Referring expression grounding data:
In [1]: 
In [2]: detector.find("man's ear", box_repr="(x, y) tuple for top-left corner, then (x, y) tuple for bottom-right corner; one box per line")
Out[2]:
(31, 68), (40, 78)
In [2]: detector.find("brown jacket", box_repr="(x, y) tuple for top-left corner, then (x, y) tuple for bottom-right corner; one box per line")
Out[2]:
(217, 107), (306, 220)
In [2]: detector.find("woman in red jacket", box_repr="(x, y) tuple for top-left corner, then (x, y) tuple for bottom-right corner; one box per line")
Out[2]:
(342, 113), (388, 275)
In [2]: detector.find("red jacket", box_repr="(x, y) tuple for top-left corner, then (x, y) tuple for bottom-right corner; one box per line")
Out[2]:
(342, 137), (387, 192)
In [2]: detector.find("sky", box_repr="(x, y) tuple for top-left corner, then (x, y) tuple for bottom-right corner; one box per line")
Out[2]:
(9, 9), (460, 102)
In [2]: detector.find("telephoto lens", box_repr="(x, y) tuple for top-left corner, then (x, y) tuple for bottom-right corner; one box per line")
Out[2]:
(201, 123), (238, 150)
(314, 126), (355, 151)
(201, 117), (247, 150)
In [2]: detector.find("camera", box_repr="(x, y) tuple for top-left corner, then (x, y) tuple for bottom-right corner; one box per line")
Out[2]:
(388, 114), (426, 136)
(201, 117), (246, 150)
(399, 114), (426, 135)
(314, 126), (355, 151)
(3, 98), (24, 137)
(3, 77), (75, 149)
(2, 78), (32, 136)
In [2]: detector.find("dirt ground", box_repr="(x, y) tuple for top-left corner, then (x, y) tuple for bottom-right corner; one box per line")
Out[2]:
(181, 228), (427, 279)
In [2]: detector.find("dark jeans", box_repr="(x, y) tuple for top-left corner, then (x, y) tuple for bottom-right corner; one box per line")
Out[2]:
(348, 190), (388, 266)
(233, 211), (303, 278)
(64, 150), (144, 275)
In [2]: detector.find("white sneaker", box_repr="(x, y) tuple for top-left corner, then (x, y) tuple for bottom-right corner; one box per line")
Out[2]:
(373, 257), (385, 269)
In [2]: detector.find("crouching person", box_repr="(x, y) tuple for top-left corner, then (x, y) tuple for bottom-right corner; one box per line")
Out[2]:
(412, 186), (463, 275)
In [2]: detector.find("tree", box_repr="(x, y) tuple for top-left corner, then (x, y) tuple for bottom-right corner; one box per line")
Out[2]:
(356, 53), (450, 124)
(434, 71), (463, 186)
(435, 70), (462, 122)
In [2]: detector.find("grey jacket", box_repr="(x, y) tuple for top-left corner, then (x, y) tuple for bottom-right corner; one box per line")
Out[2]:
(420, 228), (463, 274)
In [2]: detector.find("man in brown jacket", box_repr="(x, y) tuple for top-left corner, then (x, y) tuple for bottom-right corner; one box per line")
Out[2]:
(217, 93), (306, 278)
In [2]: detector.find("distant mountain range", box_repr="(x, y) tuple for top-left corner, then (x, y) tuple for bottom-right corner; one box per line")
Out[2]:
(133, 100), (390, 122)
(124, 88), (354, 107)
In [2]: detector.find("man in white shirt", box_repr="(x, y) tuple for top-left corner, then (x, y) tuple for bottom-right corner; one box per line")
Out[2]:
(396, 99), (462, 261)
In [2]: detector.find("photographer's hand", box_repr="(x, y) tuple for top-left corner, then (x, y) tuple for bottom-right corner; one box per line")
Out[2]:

Work order: Lines holding the word "white" are the answer; copy every one from the records above.

Output for this task:
In [2]: detector.find("white sneaker", box_repr="(x, y) tuple for top-left corner, then (x, y) tuple for bottom-right corner; one box per line")
In [2]: detector.find("man in white shirt", box_repr="(x, y) tuple for top-left corner, then (x, y) tuple for bottom-right corner; one box per line")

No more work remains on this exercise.